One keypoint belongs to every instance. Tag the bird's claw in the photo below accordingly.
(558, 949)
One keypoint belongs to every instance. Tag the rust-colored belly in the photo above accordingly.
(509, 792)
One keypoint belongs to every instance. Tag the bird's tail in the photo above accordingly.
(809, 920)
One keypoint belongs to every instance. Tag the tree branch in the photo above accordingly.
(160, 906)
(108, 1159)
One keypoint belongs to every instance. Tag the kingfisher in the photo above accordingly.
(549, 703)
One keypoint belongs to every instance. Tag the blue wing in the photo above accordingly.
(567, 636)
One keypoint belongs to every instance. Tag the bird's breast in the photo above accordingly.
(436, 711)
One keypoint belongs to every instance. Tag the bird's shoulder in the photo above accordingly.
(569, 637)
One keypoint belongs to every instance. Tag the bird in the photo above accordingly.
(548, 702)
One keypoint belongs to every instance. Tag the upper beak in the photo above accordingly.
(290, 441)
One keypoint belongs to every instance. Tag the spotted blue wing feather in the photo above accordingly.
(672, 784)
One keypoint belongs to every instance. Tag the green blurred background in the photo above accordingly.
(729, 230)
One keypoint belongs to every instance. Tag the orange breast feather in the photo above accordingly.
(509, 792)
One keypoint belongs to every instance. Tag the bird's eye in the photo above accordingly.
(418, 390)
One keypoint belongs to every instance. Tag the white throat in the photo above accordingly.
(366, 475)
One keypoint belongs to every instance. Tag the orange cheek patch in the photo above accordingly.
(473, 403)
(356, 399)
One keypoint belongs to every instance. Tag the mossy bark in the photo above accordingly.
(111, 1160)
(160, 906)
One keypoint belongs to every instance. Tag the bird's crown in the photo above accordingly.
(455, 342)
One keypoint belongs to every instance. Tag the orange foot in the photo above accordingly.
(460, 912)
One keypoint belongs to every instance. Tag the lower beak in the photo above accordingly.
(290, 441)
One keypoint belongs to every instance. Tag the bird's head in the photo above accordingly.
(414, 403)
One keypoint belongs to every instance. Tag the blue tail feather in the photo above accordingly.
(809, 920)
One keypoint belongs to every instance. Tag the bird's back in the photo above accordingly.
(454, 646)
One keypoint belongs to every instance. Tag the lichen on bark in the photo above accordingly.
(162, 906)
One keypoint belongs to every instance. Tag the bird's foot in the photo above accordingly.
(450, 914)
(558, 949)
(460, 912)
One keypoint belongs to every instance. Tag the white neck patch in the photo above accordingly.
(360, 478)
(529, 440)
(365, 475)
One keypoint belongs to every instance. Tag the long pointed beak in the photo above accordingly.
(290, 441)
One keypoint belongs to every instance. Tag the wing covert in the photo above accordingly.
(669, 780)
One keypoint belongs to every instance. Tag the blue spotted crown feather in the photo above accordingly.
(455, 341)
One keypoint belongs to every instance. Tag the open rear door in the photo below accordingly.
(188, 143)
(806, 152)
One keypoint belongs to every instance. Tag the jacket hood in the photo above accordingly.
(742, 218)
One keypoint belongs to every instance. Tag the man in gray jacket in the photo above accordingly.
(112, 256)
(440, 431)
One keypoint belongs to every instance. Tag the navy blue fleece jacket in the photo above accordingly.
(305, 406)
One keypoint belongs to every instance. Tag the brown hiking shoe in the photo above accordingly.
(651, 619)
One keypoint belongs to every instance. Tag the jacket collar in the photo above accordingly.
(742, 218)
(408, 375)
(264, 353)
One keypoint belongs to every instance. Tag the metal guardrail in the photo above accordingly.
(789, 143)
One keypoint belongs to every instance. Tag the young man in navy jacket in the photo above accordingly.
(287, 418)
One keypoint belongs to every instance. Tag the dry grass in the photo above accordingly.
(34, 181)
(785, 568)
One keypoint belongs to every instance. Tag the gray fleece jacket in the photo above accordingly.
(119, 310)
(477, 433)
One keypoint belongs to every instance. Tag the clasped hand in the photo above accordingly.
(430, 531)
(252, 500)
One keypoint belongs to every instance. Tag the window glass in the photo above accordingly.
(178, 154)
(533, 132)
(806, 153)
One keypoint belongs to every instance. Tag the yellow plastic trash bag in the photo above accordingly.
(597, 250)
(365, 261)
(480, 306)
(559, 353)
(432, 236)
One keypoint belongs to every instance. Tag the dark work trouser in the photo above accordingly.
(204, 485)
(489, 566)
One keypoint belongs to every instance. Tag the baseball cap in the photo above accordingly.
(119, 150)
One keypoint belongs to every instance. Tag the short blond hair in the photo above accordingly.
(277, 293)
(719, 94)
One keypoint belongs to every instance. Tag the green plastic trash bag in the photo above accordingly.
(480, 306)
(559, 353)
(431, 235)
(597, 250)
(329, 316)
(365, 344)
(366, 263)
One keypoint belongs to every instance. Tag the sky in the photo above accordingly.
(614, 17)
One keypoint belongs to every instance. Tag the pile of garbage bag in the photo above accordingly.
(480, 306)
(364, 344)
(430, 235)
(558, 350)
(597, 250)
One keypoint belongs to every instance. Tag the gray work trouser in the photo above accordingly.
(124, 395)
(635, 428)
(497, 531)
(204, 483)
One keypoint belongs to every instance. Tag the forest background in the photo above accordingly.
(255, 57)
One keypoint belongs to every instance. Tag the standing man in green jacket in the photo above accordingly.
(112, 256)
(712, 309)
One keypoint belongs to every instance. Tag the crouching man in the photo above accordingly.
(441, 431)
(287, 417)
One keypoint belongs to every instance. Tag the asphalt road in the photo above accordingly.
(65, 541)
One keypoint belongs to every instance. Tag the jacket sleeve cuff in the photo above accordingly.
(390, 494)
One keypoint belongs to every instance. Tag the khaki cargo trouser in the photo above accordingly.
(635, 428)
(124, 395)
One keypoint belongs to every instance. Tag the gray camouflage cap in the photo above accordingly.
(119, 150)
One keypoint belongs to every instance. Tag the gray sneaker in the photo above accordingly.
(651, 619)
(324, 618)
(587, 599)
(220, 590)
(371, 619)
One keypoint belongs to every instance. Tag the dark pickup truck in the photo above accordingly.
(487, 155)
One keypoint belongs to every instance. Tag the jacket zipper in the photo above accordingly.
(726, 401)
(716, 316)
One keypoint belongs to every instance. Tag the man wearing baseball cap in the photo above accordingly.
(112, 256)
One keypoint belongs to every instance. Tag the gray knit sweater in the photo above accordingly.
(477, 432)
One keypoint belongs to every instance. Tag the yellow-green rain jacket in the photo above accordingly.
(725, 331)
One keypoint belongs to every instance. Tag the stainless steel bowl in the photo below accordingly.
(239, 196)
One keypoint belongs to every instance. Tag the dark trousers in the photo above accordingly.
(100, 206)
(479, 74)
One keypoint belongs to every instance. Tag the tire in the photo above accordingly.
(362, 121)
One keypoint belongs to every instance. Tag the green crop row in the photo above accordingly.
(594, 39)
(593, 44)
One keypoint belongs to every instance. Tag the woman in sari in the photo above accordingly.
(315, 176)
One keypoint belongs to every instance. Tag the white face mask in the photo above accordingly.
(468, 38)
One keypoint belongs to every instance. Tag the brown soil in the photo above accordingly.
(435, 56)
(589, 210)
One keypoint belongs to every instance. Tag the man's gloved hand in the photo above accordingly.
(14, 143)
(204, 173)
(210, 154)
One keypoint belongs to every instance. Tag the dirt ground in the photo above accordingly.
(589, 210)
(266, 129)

-------------------------

Each record must be returned exactly as it is written.

- [Full answer]:
One keypoint belongs to every instance. Tag the bird's claw in the photo below accordingly.
(558, 949)
One keypoint belongs to every instance. Tag the rust-colored belly in the photo above accordingly.
(509, 792)
One keypoint belongs to every instance. Tag the bird's tail in the photo above accordingly.
(809, 920)
One keypoint belongs to every instance. Tag the tree branch in the photo above accordingly.
(160, 906)
(108, 1159)
One keypoint belongs to every instance. Tag the kingfisher in the photo above accordingly.
(549, 703)
One keypoint belongs to every instance. Tag the blue wing in the photo above accordingly.
(567, 636)
One keypoint belongs to every instance. Tag the bird's breast in the photo above accordingly.
(436, 711)
One keypoint belongs to every instance. Tag the bird's shoulder in the photo above accordingly.
(569, 637)
One keypoint belongs to every instance. Tag the bird in the photo above accordingly.
(548, 702)
One keypoint belongs to every instance. Tag the upper beak in the photo above accordingly.
(290, 441)
One keypoint belongs to every instance. Tag the spotted blue wing feather in the photo above accordingly.
(672, 784)
One keypoint belongs to every instance. Tag the green blurred background in the photo above accordingly.
(729, 230)
One keypoint belongs to every instance. Tag the orange breast feather in the photo above accordingly.
(509, 792)
One keypoint belongs to every instance. Tag the bird's eye in the photo above accordingly.
(418, 390)
One keypoint belongs to every instance. Tag the white throat in the photo above accordingly.
(366, 475)
One keypoint belongs to every instance. Tag the orange cheek patch in the photo above accordingly.
(473, 403)
(356, 399)
One keypoint belongs to every instance. Tag the mossy bark in the photo above accordingly.
(111, 1160)
(160, 906)
One keypoint belongs to every instance. Tag the bird's crown in the photo above accordingly.
(455, 342)
One keypoint belongs to every instance. Tag the orange foot in the photo above accordingly.
(460, 912)
One keypoint belongs to every instance. Tag the lower beak in the photo above accordingly.
(290, 441)
One keypoint belongs to every instance. Tag the bird's head in the photo above accordingly.
(414, 403)
One keypoint belongs to every instance. Tag the blue tail feather in the photo above accordingly.
(809, 920)
One keypoint belongs to every instance. Tag the bird's back in the photo above accordingly.
(454, 646)
One keypoint belongs to every instance. Tag the lichen on bark in the photo above accordingly.
(162, 906)
One keypoint belongs to every instance. Tag the bird's foot in the photo above accordingly.
(450, 914)
(558, 949)
(460, 912)
One keypoint belongs to every instance. Tag the white neck patch in the photo above accordingly.
(360, 478)
(529, 440)
(365, 475)
One keypoint belongs to every instance. Tag the long pointed beak in the photo above accordingly.
(290, 441)
One keypoint belongs to every instance. Tag the wing covert in the photo above accordingly.
(669, 780)
One keypoint belongs to every instance. Tag the blue spotted crown feather in the photo above accordingly.
(455, 341)
One keypoint belongs to every instance. Tag the open rear door in the photo below accordingly.
(188, 143)
(806, 152)
One keypoint belongs to every instance. Tag the jacket hood in the photo above accordingly.
(742, 218)
One keypoint belongs to every instance. Tag the man in gray jacket in the photo above accordingly.
(112, 256)
(440, 431)
One keypoint belongs to every instance. Tag the navy blue fleece jacket in the photo above accordingly.
(305, 406)
One keypoint belongs to every instance. Tag the brown hiking shoe in the photo above accordingly.
(651, 619)
One keypoint belongs to every instance. Tag the jacket collar in the photo above accordingly.
(742, 218)
(408, 375)
(264, 353)
One keypoint belongs to every instance. Tag the metal guardrail in the photo above accordingly.
(789, 143)
One keypoint belongs to every instance. Tag the young man in navy jacket in the photo above accordingly.
(287, 418)
One keypoint belongs to every instance. Tag the dry grass in the photo above accordingly.
(34, 181)
(785, 568)
One keypoint belongs to every instance. Tag the gray fleece jacket in the photo above accordingly.
(119, 310)
(477, 433)
One keypoint belongs to every instance. Tag the clasped hand in the photo above accordingly.
(430, 531)
(252, 500)
One keypoint belongs to every instance. Tag the window glass in the photo above accordingly.
(178, 154)
(533, 132)
(806, 153)
One keypoint belongs to every instance. Tag the yellow plastic trash bag in the photo above accordingly.
(597, 250)
(365, 261)
(480, 306)
(559, 353)
(432, 236)
One keypoint belongs to every instance. Tag the dark work trouser in the photo above accordingly.
(204, 485)
(489, 566)
One keypoint belongs to every instance. Tag the baseball cap in the photo above accordingly.
(119, 150)
One keypoint belongs to every instance. Tag the short blond hair in the photo above accordingly.
(277, 293)
(719, 94)
One keypoint belongs to every instance. Tag the green plastic trash bag in the photo above accordingly.
(480, 306)
(559, 353)
(431, 235)
(597, 250)
(329, 316)
(365, 344)
(366, 263)
One keypoint belongs to every instance. Tag the sky in the photo above accordingly.
(614, 17)
One keypoint belongs to every instance. Tag the pile of garbage bag in the photo above accordingly.
(480, 306)
(364, 344)
(430, 235)
(558, 350)
(597, 250)
One keypoint belongs to every instance. Tag the gray work trouser in the photo above accordingly.
(124, 395)
(635, 428)
(497, 531)
(204, 483)
One keypoint belongs to every instance. Tag the forest background in the photo above accordingly.
(255, 57)
One keypoint belongs to every instance. Tag the standing man in green jacket in the photo above accordingly.
(112, 256)
(712, 309)
One keypoint belongs to every instance. Tag the crouching man in the photo above accordingly.
(441, 431)
(287, 417)
One keypoint belongs to every instance. Tag the asphalt road in the photo above accordingly.
(65, 541)
One keypoint belongs to every instance. Tag the jacket sleeve cuff in the photo above accordingly.
(390, 494)
One keypoint belongs to every instance. Tag the khaki cargo trouser in the photo above accordingly.
(635, 428)
(124, 395)
One keypoint belongs to every instance. Tag the gray camouflage cap in the photo above accordingly.
(119, 150)
One keypoint belongs to every instance. Tag the gray sneaker in the photo above accordingly.
(651, 619)
(324, 618)
(587, 599)
(220, 590)
(371, 619)
One keypoint belongs to every instance. Tag the dark pickup truck in the photo above accordingly.
(487, 155)
One keypoint belongs to every instance. Tag the jacket zipper in the photo above accordingly.
(726, 401)
(716, 316)
One keypoint belongs to every instance. Tag the man wearing baseball cap in the photo above accordingly.
(112, 256)
One keypoint belongs to every instance. Tag the gray knit sweater in the photo above accordingly.
(477, 432)
One keypoint belongs to every instance. Tag the yellow-green rain jacket in the photo above accordingly.
(725, 331)
One keypoint belongs to every instance. Tag the stainless steel bowl in the photo below accordingly.
(239, 196)
One keypoint belongs to every instance. Tag the dark trousers in the photo above accordingly.
(100, 206)
(479, 74)
One keypoint belongs to every instance. Tag the tire in the photo above accordingly.
(362, 121)
One keypoint belongs to every instance. Tag the green crop row in the photo above accordingly.
(594, 39)
(593, 44)
One keypoint belongs to every instance. Tag the woman in sari in the photo above accordingly.
(315, 176)
One keypoint belongs to every instance. Tag the white face mask in the photo above accordingly.
(468, 38)
One keypoint belongs to every instance. Tag the brown soil in the photo above accordingly.
(435, 56)
(589, 210)
One keypoint belongs to every instance. Tag the man's gloved hand in the photo above accordingly.
(14, 143)
(204, 173)
(210, 154)
One keypoint belongs to every instance. Tag the dirt ground in the photo above accordingly.
(589, 210)
(266, 129)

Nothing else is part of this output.